[Dataset excerpt]

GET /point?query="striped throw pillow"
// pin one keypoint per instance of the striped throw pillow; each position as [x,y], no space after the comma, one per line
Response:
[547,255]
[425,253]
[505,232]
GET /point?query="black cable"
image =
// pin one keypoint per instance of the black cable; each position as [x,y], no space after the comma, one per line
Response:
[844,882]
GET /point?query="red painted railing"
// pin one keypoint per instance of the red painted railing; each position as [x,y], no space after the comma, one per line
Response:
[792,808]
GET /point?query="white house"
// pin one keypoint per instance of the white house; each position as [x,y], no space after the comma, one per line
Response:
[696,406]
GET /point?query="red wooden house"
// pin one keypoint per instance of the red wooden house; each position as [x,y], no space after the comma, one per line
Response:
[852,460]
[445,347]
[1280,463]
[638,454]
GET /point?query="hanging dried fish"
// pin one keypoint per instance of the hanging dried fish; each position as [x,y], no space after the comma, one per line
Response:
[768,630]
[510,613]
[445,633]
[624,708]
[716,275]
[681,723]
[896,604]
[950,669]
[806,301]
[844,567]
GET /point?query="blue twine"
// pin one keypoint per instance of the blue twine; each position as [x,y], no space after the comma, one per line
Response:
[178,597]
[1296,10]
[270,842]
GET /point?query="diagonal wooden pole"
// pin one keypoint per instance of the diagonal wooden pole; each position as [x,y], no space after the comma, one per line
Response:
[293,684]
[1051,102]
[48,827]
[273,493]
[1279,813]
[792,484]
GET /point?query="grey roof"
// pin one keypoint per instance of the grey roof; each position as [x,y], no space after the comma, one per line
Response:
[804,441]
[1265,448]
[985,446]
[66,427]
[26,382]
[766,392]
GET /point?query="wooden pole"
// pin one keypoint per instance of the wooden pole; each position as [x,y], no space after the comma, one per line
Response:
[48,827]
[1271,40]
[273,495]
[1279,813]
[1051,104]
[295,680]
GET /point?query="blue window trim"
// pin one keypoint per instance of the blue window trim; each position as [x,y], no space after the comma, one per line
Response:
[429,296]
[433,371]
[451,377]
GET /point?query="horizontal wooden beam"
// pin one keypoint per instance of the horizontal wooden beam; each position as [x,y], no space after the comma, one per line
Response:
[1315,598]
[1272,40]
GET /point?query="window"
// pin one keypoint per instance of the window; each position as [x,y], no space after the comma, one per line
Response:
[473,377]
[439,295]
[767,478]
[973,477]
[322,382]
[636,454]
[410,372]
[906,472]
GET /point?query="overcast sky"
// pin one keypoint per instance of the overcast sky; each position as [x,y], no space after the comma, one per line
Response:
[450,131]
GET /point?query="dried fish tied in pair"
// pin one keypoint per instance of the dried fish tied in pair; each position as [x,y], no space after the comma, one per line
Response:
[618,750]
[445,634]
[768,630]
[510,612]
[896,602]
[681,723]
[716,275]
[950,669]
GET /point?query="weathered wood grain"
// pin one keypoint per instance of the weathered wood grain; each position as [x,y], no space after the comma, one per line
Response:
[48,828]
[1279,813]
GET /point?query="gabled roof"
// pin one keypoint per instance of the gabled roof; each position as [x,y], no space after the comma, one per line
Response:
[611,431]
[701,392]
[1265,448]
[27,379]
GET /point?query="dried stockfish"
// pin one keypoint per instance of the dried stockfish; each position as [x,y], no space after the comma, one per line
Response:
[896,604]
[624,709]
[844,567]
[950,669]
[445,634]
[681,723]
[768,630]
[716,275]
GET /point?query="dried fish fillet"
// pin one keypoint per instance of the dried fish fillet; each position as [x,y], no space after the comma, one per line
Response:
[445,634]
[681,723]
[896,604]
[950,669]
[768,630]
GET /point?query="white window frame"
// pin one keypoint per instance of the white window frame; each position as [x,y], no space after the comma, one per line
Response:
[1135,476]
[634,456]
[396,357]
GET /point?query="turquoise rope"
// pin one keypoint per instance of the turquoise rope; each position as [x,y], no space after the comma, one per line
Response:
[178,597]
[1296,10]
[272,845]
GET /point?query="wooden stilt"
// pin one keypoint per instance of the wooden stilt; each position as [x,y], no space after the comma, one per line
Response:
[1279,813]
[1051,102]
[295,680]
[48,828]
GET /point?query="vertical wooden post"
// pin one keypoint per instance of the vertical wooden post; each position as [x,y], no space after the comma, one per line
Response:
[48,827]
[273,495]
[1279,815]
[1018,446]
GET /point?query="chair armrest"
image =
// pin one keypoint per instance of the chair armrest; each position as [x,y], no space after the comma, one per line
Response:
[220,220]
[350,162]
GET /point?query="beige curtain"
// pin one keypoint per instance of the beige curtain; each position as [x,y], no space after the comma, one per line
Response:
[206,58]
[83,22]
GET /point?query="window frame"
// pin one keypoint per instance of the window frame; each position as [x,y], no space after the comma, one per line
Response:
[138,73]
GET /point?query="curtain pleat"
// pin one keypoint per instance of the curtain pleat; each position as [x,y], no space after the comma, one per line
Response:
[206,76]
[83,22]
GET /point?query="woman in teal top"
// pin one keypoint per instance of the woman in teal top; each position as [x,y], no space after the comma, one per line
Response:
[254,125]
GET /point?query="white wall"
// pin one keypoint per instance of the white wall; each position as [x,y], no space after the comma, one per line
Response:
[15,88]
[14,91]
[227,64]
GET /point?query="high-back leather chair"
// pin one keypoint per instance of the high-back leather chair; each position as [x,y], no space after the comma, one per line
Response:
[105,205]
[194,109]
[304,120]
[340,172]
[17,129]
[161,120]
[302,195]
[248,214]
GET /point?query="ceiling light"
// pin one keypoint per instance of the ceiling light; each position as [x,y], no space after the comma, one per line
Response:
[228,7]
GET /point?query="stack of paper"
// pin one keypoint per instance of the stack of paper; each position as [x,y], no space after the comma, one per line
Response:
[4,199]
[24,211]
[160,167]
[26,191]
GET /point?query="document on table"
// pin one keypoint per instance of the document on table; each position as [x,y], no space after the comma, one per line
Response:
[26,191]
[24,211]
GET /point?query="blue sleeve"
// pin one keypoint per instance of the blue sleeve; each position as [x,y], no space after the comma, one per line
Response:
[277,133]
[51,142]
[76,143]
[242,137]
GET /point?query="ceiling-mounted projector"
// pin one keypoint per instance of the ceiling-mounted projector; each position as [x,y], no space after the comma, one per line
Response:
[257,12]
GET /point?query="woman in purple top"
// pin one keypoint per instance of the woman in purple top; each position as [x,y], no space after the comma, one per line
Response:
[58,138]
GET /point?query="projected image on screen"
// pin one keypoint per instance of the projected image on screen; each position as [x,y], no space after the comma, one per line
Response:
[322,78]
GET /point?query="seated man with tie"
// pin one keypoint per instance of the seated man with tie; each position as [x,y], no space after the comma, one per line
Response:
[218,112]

• _Exercise directions_:
Copy out each record, keeping every word as it is.

• _Result for this exercise_:
GET /point?query="striped throw pillow"
// pin one keypoint per instance of the striped throw pillow; each position as [x,y], no space after the comma, one per line
Response:
[547,255]
[425,253]
[505,232]
GET /point?query="black cable"
image =
// pin one keypoint per instance of the black cable; each position as [x,y], no space after the comma, one per line
Response:
[844,882]
GET /point?query="red painted railing"
// pin one keypoint per instance of the red painted railing; each position as [x,y], no space after the comma, one per line
Response:
[792,808]
GET /point?query="white house"
// pin one keypoint per instance of the white house; each position as [x,y], no space after the comma, one per line
Response:
[696,406]
GET /point?query="red wooden house"
// pin one keypoint per instance of the red wooden house; each position as [x,y], no space after the comma, one per line
Response:
[852,460]
[445,347]
[1280,463]
[638,454]
GET /point?query="hanging dried fish"
// pin one keypoint per instance of the hanging dried fish; each position as [x,y], no space after the comma, one per line
Response:
[768,630]
[510,613]
[445,633]
[624,708]
[716,275]
[681,723]
[896,604]
[950,669]
[806,301]
[844,567]
GET /point?query="blue twine"
// pin one keypoint per instance of the blue twine; each position as [x,y], no space after the comma, one per line
Response:
[178,597]
[1296,10]
[270,842]
GET /point?query="diagonal wooden pole"
// pin one keypoint per instance of the diagonal wooden pole; each position as [x,y], no space after the comma, one per line
Response:
[293,684]
[1051,102]
[48,827]
[273,493]
[1279,813]
[792,484]
GET /point?query="grey roof"
// pin one keypoint per instance of the grey roof; each position as [x,y], no space after the comma, one per line
Response:
[804,441]
[1265,448]
[985,446]
[66,427]
[26,382]
[766,392]
GET /point?query="wooden pole"
// pin one keypoint per instance of the wooden pole; each position as [x,y], no space after the comma, one per line
Response:
[48,827]
[1271,40]
[273,495]
[1279,813]
[1051,104]
[295,680]
GET /point?query="blue window trim"
// pin one keypoint per instance of the blue window trim; each position as [x,y], no space after the comma, one per line
Response:
[429,296]
[433,371]
[451,377]
GET /point?query="horizontal wooden beam"
// pin one keypoint per instance of the horizontal wooden beam; each position as [x,y], no space after the comma, one per line
Response:
[1315,598]
[1272,40]
GET /point?query="window"
// pin one keypoint per instance of the window; each position as [x,y], no space after the comma, one per line
Response:
[473,377]
[439,295]
[767,478]
[973,477]
[322,382]
[636,454]
[410,372]
[906,472]
GET /point?query="overcast sky"
// pin one keypoint per instance of the overcast sky; each position as [x,y], no space after the comma, one per line
Response:
[450,131]
GET /point?query="dried fish tied in pair"
// pin one keypoint per instance of the dried fish tied in pair; each position as [x,y], no space after the comma, one per line
Response:
[618,750]
[445,634]
[768,630]
[510,612]
[896,602]
[681,723]
[716,275]
[950,669]
GET /point?query="weathered wood grain"
// pin one keypoint per instance of the weathered wood grain; each position as [x,y], no space after the comma, one per line
Response:
[48,828]
[1279,813]
GET /point?query="gabled roof"
// pin one keypoint per instance of the gabled roof; each position as [x,y], no space after the comma, one per line
Response:
[611,431]
[701,392]
[1265,448]
[27,379]
GET /point?query="dried stockfish"
// pin one keypoint per instance of the dried stockfish; each position as [x,y], no space after the comma, one per line
Response:
[896,604]
[624,709]
[844,567]
[950,669]
[445,634]
[681,723]
[768,630]
[716,275]
GET /point?query="dried fish fillet"
// pin one keypoint per instance of the dried fish fillet; each position as [x,y], no space after the comma, one per line
Response:
[445,634]
[681,723]
[896,604]
[950,669]
[768,630]
GET /point?query="white window frame"
// pin one keypoint per instance of the white window frame; each position as [x,y], no space after the comma, one per line
Response:
[1135,476]
[634,456]
[396,357]
GET /point?query="turquoise rope"
// pin one keypoint per instance of the turquoise rope; each position as [x,y], no space after the comma, one per line
Response:
[178,597]
[1296,10]
[272,845]
GET /point?query="wooden stilt"
// pin one keypoint per instance of the wooden stilt; each position as [x,y], no space after the comma, one per line
Response:
[1279,813]
[1051,102]
[295,680]
[48,828]
GET /point?query="vertical wooden post"
// pin one keypoint per instance of the vertical wooden post; each position as [x,y], no space after the comma, one per line
Response:
[48,827]
[273,495]
[1279,815]
[1018,446]
GET /point?query="chair armrest"
image =
// pin one keypoint per instance of the chair armrest; each position as [x,y], no space after the comma, one per line
Response:
[220,220]
[350,162]
GET /point?query="beige curtain"
// pin one keypoint per instance of the beige curtain; each position as [x,y], no space after the comma, one per line
Response:
[206,58]
[83,22]
GET /point?query="window frame"
// pin one keypoint per instance of the window frame; each position as [x,y], no space after the comma, one per line
Response:
[138,73]
GET /point?query="curtain pleat"
// pin one keypoint per instance of the curtain pleat; each position as [x,y], no space after the comma, one per line
Response:
[206,76]
[83,22]
GET /point?query="woman in teal top"
// pin one keypoint per instance of the woman in teal top; each position as [x,y], no space after the comma, one per line
Response:
[254,125]
GET /point?query="white wall"
// pin one keypoint per instance of the white wall; each position as [x,y], no space after the comma, one per line
Response:
[15,88]
[14,91]
[227,64]
GET /point?query="high-back leather chair"
// pin one keypoint per instance of the high-back leather chair; each position as [x,y], no space after the comma, one per line
Response:
[105,205]
[194,109]
[304,120]
[340,172]
[17,129]
[161,120]
[302,195]
[248,214]
GET /point?query="ceiling light"
// pin one keypoint per instance of the ceiling light; each position as [x,y], no space after the comma, one per line
Response:
[228,7]
GET /point?query="stack of paper"
// pin one keypoint per instance of the stack of paper; each position as [x,y], no space after the comma, one per line
Response:
[4,199]
[24,211]
[160,167]
[26,191]
GET /point?query="document on table"
// pin one keypoint per instance of the document on table; each position as [x,y], no space after the comma, one per line
Response:
[26,191]
[24,211]
GET /point?query="blue sleeve"
// pin one keypoint per instance of the blue sleeve; each position as [x,y], no space after the comma, one per line
Response:
[277,133]
[51,142]
[76,143]
[242,137]
GET /point?query="ceiling-mounted projector"
// pin one keypoint per instance of the ceiling-mounted projector; each position as [x,y], no space after the comma, one per line
Response:
[257,12]
GET /point?query="woman in purple top"
// pin one keypoint per instance of the woman in purple top; each position as [x,y], no space after the comma, one per line
Response:
[58,138]
GET /point?query="projected image on screen"
// pin one keypoint per instance of the projected image on screen; each position as [x,y], no space after the comma, one per line
Response:
[322,78]
GET /point?query="seated man with tie"
// pin one keypoint per instance of the seated man with tie; each position as [x,y], no space after the comma, one per line
Response:
[218,112]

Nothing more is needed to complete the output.